The Excel sheets described in the previous section together with the files of the Thesaurus creation were imported into a Postgres database. The next step was to apply specific transformations to the data, executed with SQL scripts. Where necessary, information from different sheets were linked together through the identifiers. The third task in the database was the creation of URI identifiers which are necessary for the RDF creation. These were generated in specific 'uri' tables.
For the thesaurus the file containing the concept hierarchy that was exported from the mind map was transformed to an id/parent_id structure, allowing the RDF creation process to be independent from the hierarchy depth of the thesaurus. In the 'RDF Creation pipeline' handbook there are links to the SQL scripts for the transformations (see Section 5).
The 'uri' tables created in the Postgres database are the input for the RDF creation. Various tools may be used for this step like Karma, OntoText-Refine or the X3ML toolkit (Theodoridou and Kritsotakis 2022). As we directly accessed the relational tables in the database we used Ontotext Refine and stored the triples in an Ontotext GraphDB triple store. The ontologies and the prefixes have to be loaded into a repository of GraphDB, in order to support the process of creating the mapping that was defined in Section 3.2.

*Data shown:*
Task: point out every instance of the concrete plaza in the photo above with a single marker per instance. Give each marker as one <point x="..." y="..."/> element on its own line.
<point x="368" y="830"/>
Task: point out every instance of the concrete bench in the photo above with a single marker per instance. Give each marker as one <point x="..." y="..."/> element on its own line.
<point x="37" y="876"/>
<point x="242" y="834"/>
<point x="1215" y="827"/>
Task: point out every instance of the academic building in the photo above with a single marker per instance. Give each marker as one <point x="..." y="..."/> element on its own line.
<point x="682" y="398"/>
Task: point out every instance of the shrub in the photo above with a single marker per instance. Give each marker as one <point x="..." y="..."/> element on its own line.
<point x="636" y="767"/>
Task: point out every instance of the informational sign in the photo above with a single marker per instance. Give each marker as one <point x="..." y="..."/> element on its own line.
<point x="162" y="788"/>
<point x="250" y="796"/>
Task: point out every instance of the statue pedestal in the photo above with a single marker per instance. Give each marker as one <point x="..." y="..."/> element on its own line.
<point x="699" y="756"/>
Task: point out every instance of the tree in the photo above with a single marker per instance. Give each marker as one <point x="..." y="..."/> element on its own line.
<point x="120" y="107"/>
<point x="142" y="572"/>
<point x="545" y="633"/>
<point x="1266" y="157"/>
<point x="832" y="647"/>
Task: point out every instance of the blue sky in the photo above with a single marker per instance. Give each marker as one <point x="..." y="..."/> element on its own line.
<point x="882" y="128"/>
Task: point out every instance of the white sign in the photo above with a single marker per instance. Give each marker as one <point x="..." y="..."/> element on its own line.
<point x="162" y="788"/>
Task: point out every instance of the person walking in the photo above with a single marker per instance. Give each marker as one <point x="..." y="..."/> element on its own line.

*What to work on:*
**1.** Rewrite the paragraph of the text on RDF creation that begins "The Excel sheets described in the previous section" as a short bulleted list that keeps its main facts.
**2.** In the text on RDF creation, where were the triples stored?

*Final results:*
**1.**
- The Excel sheets and the Thesaurus creation files were imported into a Postgres database.
- SQL scripts applied specific transformations to the data.
- Where necessary, information from different sheets was linked through identifiers.
- URI identifiers needed for RDF creation were generated in specific 'uri' tables.

**2.** In an Ontotext GraphDB triple store.